[BEGIN Data for this exercise]

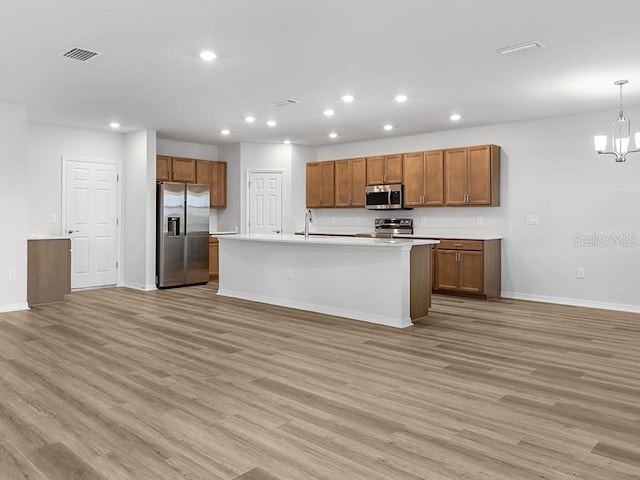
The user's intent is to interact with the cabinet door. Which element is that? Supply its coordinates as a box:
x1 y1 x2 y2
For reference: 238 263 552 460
435 249 460 290
209 162 227 208
384 155 402 183
156 155 171 182
307 162 322 208
209 238 219 275
404 153 425 207
335 160 351 207
444 148 469 205
367 157 384 185
196 160 211 185
467 145 491 205
350 158 367 207
320 162 335 207
458 251 483 293
424 150 444 206
172 158 196 183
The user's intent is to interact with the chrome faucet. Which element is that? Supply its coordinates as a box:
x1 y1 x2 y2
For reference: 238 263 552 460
304 209 313 238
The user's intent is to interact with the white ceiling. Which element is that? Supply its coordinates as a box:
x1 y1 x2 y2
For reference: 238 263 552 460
0 0 640 145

[END Data for this exercise]

What the exercise asks:
Return, word for word, each line from the line that contains "The user's intent is to interact with the chrome" to the end of the listing above; include both end lines and nothing else.

Reply:
The user's intent is to interact with the chrome faucet. Which element is that? Supply its coordinates as a box:
x1 y1 x2 y2
For reference: 238 263 552 460
304 209 313 238
The user's intent is to interact with the white ceiling. Which element is that? Supply its coordinates as a box:
x1 y1 x2 y2
For reference: 238 263 552 460
0 0 640 145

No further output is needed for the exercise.